## SHORT PROBLEM 1:
For each statement, say yes or no to whether it agrees with the hunting report, and quote the words of the report that decide it: (a) The walk in took three hours. (b) The trip to the favorite fly camp was planned for seven nights. (c) Nick shot a 6 point stag.

## DOCUMENT EXTRACT:
::::::

# Hunting > The Magazine >  Bush Stalking Winter Sika

## Nick.m

This report was written by "TargetSikaStags" about our mid winter mission. I thought he was going to post the report on here, but he's shot off over seas so it hasn't happened yet. (So when it says "I" its actually ben not me)

Well during the roar I did a heap of trips into a lot of new areas, I got onto quite a few animals but had no sightings of any big stags. So last week me and a mate Nick M. decided to head to my favourite fly camp for 5 nights. 

The goal was to secure some meat then look for that big stag. The walk in took us 3 hours, as we entered the bush we spotted a small stag who was too quick but a great start to the trip. As we came one of my camps there was already a solo hunter who had just arrived a few hours before us.. bugger. Unfortunately he had similar hunting plans too us over the next couple of days. So we had to go to an area I haven't spent much time in, the result was only a couple of animals spooked one being a stag. As we rolled into camp around lunchtime the hunter had some success shooting two spikers, so that was awesome as he had covered hardly any ground and was keen to head home. We packed up camp and headed to another fly camp, we saw a couple of deer on the way and spooked heaps.

The next day we split up and were hunting areas I have spent a lot of time in. We both got onto plenty of animals, and back at camp we were starting to get worried, we both had animals in our scopes but needed that's extra second.

The next day we decided to move camps again. What a day this turned out to be, what normally takes 2 hours to reach my next fly camp took as all day. We just kept running into deer, We saw 13 with Nick nailing a spiker.



We got onto a group of animals squealing there heads off, I was able to sneak into the middle of them which was bloody exciting and nail a hind at 30m.


We got to camp just as it was getting dark, the pressure was off now, today was the complete opposite of yesterday with all the deer giving us plenty of time to shoot. 

The next morning we both agreed on only shooting stags now, so cameras were sent to the front pockets our jackets 
Only 200m from camp I ran into the first deer of the day a spiker, I was able to get some cool photos and a bit of video footage. 









Today turned out to be a cracker with both of us getting photos of animals and plenty more which wouldn't hang around longer enough while I tried to find them in the camera. Nick managed to shoot a 6 point stag. 





Nick also managed to get some photos of the same stag before he shot it and also a photo of last years fawn. 





After an intense hour of stalking in thick guts which had sign or through them I was rewarded with getting a photo of a hind.

::::::

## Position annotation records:
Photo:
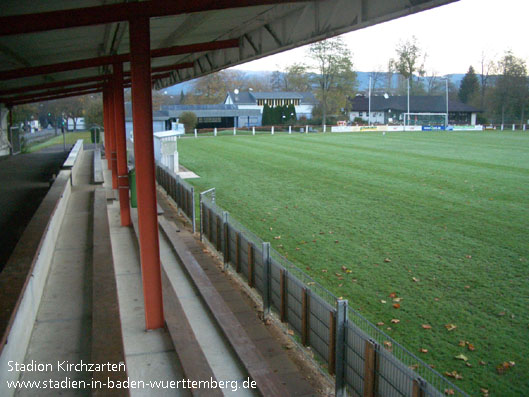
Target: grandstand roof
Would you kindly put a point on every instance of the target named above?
(418, 104)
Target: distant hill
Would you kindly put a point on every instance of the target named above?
(362, 78)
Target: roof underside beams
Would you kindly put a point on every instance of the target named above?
(282, 28)
(252, 28)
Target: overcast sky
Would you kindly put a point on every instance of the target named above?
(453, 36)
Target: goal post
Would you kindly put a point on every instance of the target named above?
(426, 119)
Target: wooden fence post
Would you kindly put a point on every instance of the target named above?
(332, 342)
(341, 320)
(251, 278)
(219, 239)
(305, 316)
(237, 252)
(418, 390)
(267, 280)
(369, 368)
(283, 289)
(226, 239)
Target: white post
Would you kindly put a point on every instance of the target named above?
(408, 105)
(369, 104)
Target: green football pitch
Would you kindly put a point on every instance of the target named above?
(437, 219)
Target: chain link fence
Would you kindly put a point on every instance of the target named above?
(364, 359)
(179, 190)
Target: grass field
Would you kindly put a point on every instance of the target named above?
(70, 138)
(440, 219)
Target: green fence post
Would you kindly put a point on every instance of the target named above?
(132, 183)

::::::

## SHORT PROBLEM 2:
Locate every line of the records that contains the word "fence", and copy each one out. Case counts.

## OUTPUT 1:
(a) Yes: "The walk in took us 3 hours"
(b) No: "decided to head to my favourite fly camp for 5 nights"
(c) Yes: "Nick managed to shoot a 6 point stag."

## OUTPUT 2:
Target: wooden fence post
Target: chain link fence
Target: green fence post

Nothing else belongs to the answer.